- [Aim of the task]
Extract the complete data exactly as given.

## begin Data for processing

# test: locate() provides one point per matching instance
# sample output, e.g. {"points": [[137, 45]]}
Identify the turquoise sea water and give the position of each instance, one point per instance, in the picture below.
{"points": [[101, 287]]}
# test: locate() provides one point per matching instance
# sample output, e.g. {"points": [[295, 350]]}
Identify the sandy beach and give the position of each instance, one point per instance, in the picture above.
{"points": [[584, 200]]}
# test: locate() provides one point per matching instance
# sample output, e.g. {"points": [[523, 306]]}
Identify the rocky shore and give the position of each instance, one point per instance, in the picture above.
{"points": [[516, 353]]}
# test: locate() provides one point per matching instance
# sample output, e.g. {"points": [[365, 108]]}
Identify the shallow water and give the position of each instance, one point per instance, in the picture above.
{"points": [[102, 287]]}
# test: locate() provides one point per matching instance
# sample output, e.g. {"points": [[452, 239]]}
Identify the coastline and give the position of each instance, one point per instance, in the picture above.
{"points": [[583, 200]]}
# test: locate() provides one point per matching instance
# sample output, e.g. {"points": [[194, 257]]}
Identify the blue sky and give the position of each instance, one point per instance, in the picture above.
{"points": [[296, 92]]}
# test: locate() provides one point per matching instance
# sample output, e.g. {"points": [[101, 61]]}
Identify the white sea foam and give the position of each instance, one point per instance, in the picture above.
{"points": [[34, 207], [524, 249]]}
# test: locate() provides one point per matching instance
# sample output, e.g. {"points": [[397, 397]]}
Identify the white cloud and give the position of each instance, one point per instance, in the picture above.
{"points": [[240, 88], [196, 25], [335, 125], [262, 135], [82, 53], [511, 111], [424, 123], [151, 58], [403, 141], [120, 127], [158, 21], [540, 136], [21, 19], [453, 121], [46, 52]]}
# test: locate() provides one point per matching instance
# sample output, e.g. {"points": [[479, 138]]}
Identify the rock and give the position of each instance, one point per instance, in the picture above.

## end Data for processing

- [Exercise response]
# test: locate() provides one point per matching instance
# sample output, e.g. {"points": [[137, 45]]}
Identify the turquoise sea water and give the position of each instance, one point per instance, in the picture below.
{"points": [[101, 287]]}
# test: locate() provides one point per matching instance
# sample output, e.g. {"points": [[295, 350]]}
Identify the sandy beach and give the position of each instance, one point per instance, in the picture above.
{"points": [[584, 200]]}
# test: locate() provides one point per matching instance
# sample output, e.g. {"points": [[523, 306]]}
Identify the rocky shore and give the position of each instance, one point per instance, in the picture above.
{"points": [[516, 353]]}
# test: locate() provides one point per matching instance
# sample output, e.g. {"points": [[365, 108]]}
Identify the shallow water and give the position of each instance, one point per instance, in the picture above.
{"points": [[102, 287]]}
# test: locate() provides one point per matching instance
# sample output, e.g. {"points": [[452, 239]]}
Identify the coastline and give the position of each instance, one point per instance, in the picture above.
{"points": [[583, 200]]}
# test: locate() provides one point per matching instance
# sample output, e.g. {"points": [[194, 257]]}
Identify the blue sky and give the position of each instance, one point per instance, in the picture above.
{"points": [[296, 92]]}
# test: locate() provides one point per matching instance
# sample output, e.g. {"points": [[101, 61]]}
Identify the white sea foam and give the position of each instance, one point per instance, in the picture above.
{"points": [[34, 207], [524, 249]]}
# test: locate() provides one point per matching instance
# sample output, e.g. {"points": [[397, 397]]}
Identify the white cloud and give the position of each instance, one point per instance, in the picture above.
{"points": [[240, 88], [196, 25], [335, 125], [262, 135], [82, 53], [511, 111], [424, 123], [151, 58], [403, 141], [120, 127], [158, 21], [540, 136], [21, 19], [453, 121], [46, 52]]}
# test: locate() provides one point per matching instance
# sample output, e.g. {"points": [[479, 138]]}
Identify the rock and give the position of each instance, one point per instance, in the picture above.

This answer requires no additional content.